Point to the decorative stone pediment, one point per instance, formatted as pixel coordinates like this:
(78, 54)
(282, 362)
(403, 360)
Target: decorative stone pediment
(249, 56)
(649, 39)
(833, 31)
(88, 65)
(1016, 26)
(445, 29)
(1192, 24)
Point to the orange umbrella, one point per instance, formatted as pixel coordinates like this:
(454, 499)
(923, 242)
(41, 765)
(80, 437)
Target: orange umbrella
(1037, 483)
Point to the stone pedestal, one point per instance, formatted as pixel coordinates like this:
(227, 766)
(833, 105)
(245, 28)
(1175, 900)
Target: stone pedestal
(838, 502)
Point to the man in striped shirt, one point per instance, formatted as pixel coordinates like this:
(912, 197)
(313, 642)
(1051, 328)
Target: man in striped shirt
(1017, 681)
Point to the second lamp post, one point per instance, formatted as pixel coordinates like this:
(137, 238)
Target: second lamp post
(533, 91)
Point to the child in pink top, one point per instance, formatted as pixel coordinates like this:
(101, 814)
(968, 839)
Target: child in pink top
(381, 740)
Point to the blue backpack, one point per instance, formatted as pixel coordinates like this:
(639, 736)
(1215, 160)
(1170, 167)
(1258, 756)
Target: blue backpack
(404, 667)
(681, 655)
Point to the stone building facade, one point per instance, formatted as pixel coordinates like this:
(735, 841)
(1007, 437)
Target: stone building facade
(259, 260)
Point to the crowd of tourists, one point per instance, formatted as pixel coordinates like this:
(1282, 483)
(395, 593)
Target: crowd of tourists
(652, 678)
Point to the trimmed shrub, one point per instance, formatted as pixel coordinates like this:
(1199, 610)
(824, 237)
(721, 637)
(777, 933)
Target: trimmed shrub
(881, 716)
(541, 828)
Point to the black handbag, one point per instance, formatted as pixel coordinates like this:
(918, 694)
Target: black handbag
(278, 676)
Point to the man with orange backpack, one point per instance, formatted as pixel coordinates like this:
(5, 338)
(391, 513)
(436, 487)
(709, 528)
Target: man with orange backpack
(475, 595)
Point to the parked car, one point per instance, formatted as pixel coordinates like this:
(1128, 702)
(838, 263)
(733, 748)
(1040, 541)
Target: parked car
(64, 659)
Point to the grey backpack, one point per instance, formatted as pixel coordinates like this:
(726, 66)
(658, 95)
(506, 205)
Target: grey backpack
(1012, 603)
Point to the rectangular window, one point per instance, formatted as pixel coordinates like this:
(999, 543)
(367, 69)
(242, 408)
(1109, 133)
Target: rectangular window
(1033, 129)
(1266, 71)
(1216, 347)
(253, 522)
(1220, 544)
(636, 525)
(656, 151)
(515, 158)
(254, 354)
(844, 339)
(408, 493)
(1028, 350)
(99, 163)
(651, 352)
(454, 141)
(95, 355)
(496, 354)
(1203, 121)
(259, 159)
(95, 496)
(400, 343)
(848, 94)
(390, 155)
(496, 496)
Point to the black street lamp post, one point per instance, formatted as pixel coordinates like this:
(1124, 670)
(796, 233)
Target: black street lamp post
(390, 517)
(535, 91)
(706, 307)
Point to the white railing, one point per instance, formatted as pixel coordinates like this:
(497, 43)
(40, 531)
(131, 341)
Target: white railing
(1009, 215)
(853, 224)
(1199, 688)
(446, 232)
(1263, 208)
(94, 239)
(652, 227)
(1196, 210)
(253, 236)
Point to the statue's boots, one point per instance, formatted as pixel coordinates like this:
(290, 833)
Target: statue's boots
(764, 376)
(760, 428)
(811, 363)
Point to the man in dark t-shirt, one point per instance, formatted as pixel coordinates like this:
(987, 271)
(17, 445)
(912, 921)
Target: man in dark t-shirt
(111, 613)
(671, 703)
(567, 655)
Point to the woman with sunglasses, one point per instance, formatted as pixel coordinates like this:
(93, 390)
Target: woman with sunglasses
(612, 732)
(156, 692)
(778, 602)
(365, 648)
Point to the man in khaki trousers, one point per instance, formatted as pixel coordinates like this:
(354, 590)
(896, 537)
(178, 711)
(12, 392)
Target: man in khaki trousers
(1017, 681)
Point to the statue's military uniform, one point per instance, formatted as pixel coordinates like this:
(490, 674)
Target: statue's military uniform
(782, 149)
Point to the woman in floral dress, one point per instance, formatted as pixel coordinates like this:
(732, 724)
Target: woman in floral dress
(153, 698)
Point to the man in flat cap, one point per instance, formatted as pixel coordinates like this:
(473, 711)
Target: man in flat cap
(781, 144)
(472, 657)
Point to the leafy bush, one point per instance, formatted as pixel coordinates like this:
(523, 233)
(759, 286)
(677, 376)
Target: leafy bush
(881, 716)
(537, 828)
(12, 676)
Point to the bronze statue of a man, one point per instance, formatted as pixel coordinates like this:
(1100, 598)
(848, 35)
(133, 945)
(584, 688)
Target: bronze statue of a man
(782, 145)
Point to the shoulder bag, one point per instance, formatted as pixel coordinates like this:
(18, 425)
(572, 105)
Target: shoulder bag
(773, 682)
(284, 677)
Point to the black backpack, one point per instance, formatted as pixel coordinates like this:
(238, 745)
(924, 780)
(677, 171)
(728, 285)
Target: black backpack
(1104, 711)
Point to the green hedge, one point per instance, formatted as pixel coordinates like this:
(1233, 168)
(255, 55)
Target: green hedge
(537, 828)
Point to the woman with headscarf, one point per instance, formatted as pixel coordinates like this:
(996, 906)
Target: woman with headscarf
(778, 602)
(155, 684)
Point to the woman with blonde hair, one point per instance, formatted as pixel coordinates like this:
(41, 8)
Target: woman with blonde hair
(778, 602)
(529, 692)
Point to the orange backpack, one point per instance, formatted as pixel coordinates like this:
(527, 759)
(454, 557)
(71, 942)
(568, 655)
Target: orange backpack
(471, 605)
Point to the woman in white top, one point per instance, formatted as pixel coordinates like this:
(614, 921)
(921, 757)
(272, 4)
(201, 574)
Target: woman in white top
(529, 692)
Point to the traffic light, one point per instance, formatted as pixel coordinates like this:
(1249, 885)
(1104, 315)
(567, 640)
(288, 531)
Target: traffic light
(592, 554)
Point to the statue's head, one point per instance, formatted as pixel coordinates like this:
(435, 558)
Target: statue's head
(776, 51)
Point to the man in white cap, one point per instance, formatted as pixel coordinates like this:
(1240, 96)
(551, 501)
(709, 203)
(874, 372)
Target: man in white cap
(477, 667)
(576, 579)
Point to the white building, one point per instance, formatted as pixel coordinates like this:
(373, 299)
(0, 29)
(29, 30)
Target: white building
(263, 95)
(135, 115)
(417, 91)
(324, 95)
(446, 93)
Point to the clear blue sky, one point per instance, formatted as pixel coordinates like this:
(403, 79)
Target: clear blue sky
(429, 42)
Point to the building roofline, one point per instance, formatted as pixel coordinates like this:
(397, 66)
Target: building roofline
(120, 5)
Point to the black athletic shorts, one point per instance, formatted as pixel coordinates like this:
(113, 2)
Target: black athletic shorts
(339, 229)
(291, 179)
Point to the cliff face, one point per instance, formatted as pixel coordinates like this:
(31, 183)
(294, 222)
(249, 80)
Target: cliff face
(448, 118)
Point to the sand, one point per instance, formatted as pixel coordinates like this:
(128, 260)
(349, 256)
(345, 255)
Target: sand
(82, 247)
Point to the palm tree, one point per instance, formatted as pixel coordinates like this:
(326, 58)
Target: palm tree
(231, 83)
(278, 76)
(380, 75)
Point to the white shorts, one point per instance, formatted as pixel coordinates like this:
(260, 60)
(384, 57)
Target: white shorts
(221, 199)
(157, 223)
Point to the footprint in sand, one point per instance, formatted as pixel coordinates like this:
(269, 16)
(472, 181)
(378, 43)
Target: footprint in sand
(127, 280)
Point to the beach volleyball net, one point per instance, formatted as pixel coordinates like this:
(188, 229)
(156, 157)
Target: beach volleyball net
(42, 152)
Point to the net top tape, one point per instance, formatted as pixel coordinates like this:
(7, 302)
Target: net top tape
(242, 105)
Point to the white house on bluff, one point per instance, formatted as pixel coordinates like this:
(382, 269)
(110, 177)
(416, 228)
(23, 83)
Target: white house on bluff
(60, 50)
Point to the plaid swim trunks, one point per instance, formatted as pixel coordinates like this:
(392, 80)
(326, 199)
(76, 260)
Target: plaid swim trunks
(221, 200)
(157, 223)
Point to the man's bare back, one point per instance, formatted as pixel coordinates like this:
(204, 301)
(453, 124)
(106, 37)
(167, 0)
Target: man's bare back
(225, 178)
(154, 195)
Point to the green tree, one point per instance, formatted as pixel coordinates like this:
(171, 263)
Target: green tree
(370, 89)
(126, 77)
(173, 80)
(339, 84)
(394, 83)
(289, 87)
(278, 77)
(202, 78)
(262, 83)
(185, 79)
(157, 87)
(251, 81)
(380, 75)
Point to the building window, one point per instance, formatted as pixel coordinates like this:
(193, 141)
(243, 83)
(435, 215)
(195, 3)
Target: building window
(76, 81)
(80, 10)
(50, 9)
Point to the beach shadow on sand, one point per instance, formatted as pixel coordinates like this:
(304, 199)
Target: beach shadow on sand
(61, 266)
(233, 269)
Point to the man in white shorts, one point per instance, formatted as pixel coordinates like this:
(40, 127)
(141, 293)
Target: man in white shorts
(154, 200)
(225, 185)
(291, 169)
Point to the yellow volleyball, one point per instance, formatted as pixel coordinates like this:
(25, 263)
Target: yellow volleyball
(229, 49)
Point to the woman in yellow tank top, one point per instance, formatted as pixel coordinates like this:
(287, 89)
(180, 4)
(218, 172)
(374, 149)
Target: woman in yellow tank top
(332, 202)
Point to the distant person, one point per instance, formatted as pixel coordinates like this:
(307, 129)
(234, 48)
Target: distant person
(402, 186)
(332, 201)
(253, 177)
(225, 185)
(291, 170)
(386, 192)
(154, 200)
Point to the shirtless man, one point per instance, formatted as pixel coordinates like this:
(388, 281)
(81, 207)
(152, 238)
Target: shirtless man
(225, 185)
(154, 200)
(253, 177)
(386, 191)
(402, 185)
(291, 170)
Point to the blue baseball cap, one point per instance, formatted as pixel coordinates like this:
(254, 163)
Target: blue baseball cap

_ _ _ _ _

• **Set exercise**:
Copy out word for word every line of the data from the very first line through the line that contains "(1037, 483)", with both of those lines included.

• **The reply**:
Point to the decorative stone pediment, one point per instance, formatted as pixel coordinates like this:
(78, 54)
(282, 362)
(403, 360)
Target: decorative stone pediment
(249, 56)
(649, 39)
(833, 31)
(88, 65)
(1016, 26)
(445, 29)
(1192, 24)
Point to the orange umbrella, one point per instance, formatted as pixel coordinates like this:
(454, 499)
(923, 242)
(41, 765)
(80, 437)
Target: orange umbrella
(1037, 483)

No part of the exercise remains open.